▶ [What you will do]: Return the data below in full, matching every line exactly.

▶ [Material for this exercise]:
-- -- --
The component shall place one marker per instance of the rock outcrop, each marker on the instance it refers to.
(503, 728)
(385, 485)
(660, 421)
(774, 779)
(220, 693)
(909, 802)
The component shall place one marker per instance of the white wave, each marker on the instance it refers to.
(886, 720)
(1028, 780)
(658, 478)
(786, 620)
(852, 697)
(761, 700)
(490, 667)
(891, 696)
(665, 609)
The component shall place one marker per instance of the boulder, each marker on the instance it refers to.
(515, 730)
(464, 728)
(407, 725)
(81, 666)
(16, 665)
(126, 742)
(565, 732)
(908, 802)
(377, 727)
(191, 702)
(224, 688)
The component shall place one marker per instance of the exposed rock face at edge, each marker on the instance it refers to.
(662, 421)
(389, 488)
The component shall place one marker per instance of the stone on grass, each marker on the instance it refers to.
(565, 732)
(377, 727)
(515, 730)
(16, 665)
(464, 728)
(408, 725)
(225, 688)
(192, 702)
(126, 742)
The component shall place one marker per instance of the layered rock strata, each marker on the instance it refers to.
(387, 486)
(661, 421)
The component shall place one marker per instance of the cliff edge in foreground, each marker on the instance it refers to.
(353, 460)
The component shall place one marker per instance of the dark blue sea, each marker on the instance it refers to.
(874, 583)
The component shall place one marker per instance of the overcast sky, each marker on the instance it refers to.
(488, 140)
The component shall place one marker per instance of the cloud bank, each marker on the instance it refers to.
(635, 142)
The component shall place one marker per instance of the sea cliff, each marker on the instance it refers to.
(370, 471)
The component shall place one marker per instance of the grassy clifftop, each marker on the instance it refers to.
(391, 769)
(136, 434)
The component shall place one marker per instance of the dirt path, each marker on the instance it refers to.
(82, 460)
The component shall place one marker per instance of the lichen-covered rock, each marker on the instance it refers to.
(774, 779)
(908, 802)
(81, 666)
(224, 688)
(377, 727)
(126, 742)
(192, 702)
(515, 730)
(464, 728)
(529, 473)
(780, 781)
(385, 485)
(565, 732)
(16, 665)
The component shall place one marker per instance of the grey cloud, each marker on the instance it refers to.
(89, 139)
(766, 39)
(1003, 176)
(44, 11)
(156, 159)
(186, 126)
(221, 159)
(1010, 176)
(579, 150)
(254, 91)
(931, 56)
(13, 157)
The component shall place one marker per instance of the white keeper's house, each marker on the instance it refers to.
-- -- --
▶ [Answer section]:
The component shall place one marker per instance of the rock outcrop, each marker on the instance it refers to.
(503, 728)
(385, 485)
(660, 421)
(774, 779)
(220, 693)
(909, 802)
The component shall place one marker per instance of the white wave, each marker on the instance it refers to.
(886, 720)
(1028, 780)
(658, 478)
(786, 620)
(852, 697)
(761, 700)
(490, 667)
(891, 696)
(665, 609)
The component shall place one marker per instance of the boulder, each marker on the instance it refers to.
(515, 730)
(464, 728)
(407, 725)
(81, 666)
(16, 665)
(126, 742)
(565, 732)
(908, 802)
(377, 727)
(191, 702)
(224, 688)
The component shall place one marker per instance of the exposed rock face at edge, each marker on the instance it refers to.
(662, 421)
(389, 488)
The component shall place one marker per instance of the stone on grass, each marker on the instance it refers to.
(565, 732)
(377, 727)
(515, 730)
(16, 665)
(464, 728)
(408, 725)
(225, 688)
(192, 702)
(126, 742)
The component shall place one marker per instance of the layered rock strata, each marker on the instance it refers to.
(387, 486)
(661, 421)
The component shall place one marker per instance of the cliff edge in foreground, each marker on the instance it refers to.
(353, 460)
The component shall place one marker per instance of the dark blue sea, each marker on the instance it refers to.
(874, 583)
The component shall place one marker per instance of the overcast sky, each marker on the instance it refers to.
(488, 140)
The component shall place one marker per instance of the cloud bank, each marker on the instance it refers to.
(635, 142)
The component shall place one marker per instance of the sea cliff, each marker on the instance it refers to.
(370, 471)
The component shall place one marker per instance of the grassy clifftop, each marker on the instance it refers to.
(391, 769)
(136, 434)
The component shall place one marker per instance of the dirt path, each marker on the instance it refers to.
(82, 460)
The component shall place one marker per instance of the lichen-covered rock, each marker on the instance it refers to.
(774, 779)
(908, 802)
(81, 666)
(224, 688)
(377, 727)
(126, 742)
(192, 702)
(515, 730)
(464, 728)
(529, 473)
(780, 781)
(385, 485)
(565, 732)
(16, 665)
The component shall place one marker per instance of the grey cloud, each marker on the instance it refers to.
(89, 139)
(766, 39)
(1003, 176)
(44, 11)
(156, 159)
(186, 126)
(221, 159)
(1010, 176)
(579, 150)
(254, 91)
(931, 56)
(13, 157)
The component shall place one marker per instance of the white keeper's house, each marker on the instance it refers to.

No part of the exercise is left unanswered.